***** PROVIDED RECORDS *****

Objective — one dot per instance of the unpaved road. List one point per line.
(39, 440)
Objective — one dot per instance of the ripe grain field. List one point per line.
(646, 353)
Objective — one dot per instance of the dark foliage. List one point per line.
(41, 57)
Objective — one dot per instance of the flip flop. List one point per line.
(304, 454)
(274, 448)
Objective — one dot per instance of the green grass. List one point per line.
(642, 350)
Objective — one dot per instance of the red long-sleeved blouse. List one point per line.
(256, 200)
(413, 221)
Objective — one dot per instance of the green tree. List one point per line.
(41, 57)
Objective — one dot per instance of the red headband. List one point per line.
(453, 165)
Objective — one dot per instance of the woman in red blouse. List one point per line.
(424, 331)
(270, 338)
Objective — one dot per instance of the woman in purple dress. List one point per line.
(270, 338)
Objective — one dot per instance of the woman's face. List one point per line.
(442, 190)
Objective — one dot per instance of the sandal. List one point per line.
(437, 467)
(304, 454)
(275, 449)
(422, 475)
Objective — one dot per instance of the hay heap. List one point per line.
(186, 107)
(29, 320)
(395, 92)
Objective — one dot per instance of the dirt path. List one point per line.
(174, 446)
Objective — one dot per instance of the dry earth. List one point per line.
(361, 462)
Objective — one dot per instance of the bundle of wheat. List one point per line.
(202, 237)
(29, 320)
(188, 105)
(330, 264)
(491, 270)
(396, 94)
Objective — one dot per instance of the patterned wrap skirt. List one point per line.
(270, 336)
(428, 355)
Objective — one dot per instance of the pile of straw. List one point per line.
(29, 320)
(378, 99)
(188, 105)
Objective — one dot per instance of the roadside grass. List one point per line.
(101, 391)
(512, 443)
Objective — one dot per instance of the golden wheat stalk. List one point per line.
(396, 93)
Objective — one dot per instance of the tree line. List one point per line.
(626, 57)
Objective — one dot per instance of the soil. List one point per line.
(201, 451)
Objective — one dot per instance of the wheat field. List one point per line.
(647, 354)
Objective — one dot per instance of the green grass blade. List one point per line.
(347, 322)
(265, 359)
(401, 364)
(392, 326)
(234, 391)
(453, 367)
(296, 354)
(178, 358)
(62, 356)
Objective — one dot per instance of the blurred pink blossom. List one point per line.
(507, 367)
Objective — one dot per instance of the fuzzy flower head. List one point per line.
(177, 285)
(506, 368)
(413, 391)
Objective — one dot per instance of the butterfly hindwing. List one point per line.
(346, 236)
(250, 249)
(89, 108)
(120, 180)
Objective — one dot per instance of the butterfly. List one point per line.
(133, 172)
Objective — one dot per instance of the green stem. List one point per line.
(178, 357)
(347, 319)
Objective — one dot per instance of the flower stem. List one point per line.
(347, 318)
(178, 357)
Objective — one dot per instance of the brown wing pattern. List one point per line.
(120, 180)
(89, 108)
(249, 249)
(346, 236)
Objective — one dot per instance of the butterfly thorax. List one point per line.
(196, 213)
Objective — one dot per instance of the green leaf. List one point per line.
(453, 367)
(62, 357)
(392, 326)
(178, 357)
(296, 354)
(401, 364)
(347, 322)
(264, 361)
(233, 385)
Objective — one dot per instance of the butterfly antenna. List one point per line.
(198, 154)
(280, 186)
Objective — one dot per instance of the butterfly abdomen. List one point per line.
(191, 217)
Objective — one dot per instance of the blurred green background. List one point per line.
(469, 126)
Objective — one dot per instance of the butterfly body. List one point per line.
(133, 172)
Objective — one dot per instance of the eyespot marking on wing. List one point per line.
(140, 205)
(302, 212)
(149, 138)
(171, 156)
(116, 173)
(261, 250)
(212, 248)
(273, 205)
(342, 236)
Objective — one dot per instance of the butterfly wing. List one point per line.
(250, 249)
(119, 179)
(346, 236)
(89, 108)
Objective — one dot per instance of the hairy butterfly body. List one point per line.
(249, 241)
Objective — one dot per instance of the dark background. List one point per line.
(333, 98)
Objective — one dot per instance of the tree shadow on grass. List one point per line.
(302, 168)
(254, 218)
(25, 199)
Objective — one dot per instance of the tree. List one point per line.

*****

*GIVEN INSTRUCTION:*
Write out all the entries exactly.

*COMPLETE RESPONSE:*
Objective — one dot per instance of the unpaved road. List one point per line.
(39, 440)
Objective — one dot per instance of the ripe grain field. List one point per line.
(646, 353)
Objective — one dot per instance of the dark foliage. List one point per line.
(41, 57)
Objective — one dot per instance of the flip flop. List one point per line.
(304, 454)
(274, 448)
Objective — one dot per instance of the green grass. List one point per line.
(642, 350)
Objective — one dot per instance of the red long-sleeved blouse. List one point per line.
(256, 200)
(413, 221)
Objective — one dot per instance of the green tree. List one point per line.
(41, 57)
Objective — one dot per instance of the red headband. List one point per line.
(453, 165)
Objective — one dot per instance of the woman in red blouse. List one point per line.
(424, 331)
(270, 338)
Objective — one dot per instance of the woman in purple dress. List one point per line.
(270, 338)
Objective — one dot per instance of the woman's face. List one point per line.
(442, 190)
Objective — one dot per instance of the sandal. List one point per line.
(437, 467)
(304, 454)
(275, 449)
(422, 475)
Objective — one dot per instance of the hay heap. List one point per line.
(186, 107)
(29, 320)
(395, 92)
Objective — one dot per instance of the dirt path. List one point per line.
(174, 446)
Objective — one dot per instance of the dry earth. List one point per line.
(361, 462)
Objective — one dot per instance of the bundle of wheat. List one point per line.
(202, 237)
(29, 320)
(188, 105)
(330, 264)
(491, 270)
(396, 94)
Objective — one dot per instance of the patterned wrap skirt. List one point per line.
(270, 336)
(428, 355)
Objective — one dot per instance of the pile of straw. List one point per line.
(29, 320)
(378, 99)
(188, 105)
Objective — one dot per instance of the roadside grass. List one point per line.
(101, 391)
(512, 443)
Objective — one dot per instance of the golden wheat stalk. List one point per line.
(396, 93)
Objective — one dot per instance of the tree line. List one point per line.
(626, 57)
Objective — one dot per instance of the soil. List one point per line.
(201, 451)
Objective — one dot per instance of the wheat field. List one point per line.
(647, 354)
Objective — one dot per instance of the green grass blade. List one point per line.
(347, 322)
(265, 359)
(401, 364)
(392, 326)
(234, 391)
(453, 367)
(296, 354)
(178, 358)
(62, 356)
Objective — one dot per instance of the blurred pink blossom. List one point per line.
(507, 367)
Objective — one dot per instance of the fuzzy flower head. List one point per line.
(177, 285)
(506, 368)
(413, 391)
Objective — one dot per instance of the butterfly hindwing. List one point per line.
(346, 236)
(250, 249)
(89, 108)
(120, 180)
Objective — one dot per instance of the butterfly. List one point per line.
(133, 172)
Objective — one dot per instance of the green stem. List one point per line.
(178, 357)
(347, 319)
Objective — one dot per instance of the flower stem. List one point per line.
(347, 318)
(178, 357)
Objective — one dot per instance of the brown wing pattern. List one point per line.
(120, 180)
(89, 108)
(249, 249)
(346, 236)
Objective — one dot per instance of the butterfly thorax. List one point per line.
(196, 213)
Objective — one dot per instance of the green leaf. List one point per line.
(453, 367)
(62, 357)
(392, 326)
(178, 357)
(296, 354)
(401, 364)
(347, 322)
(264, 361)
(233, 385)
Objective — one dot per instance of the butterfly antenna. List one point per line.
(198, 154)
(280, 186)
Objective — one dot per instance of the butterfly abdomen. List one point per line.
(191, 217)
Objective — one dot per instance of the blurred green background. List one point per line.
(469, 126)
Objective — one dot per instance of the butterfly body. List one point per line.
(133, 172)
Objective — one dot per instance of the eyespot marking on wing. List one point per line.
(140, 205)
(302, 212)
(149, 138)
(171, 156)
(116, 173)
(261, 250)
(212, 248)
(273, 205)
(342, 236)
Objective — one dot per instance of the butterfly wing. List one point per line.
(250, 249)
(119, 179)
(346, 236)
(89, 108)
Objective — one dot per instance of the hairy butterfly body. List one point per line.
(249, 241)
Objective — one dot per instance of the dark background. List one point per line.
(333, 98)
Objective — one dot per instance of the tree shadow on grass. List one point per line.
(302, 168)
(254, 218)
(25, 199)
Objective — one dot per instance of the tree. List one point per line.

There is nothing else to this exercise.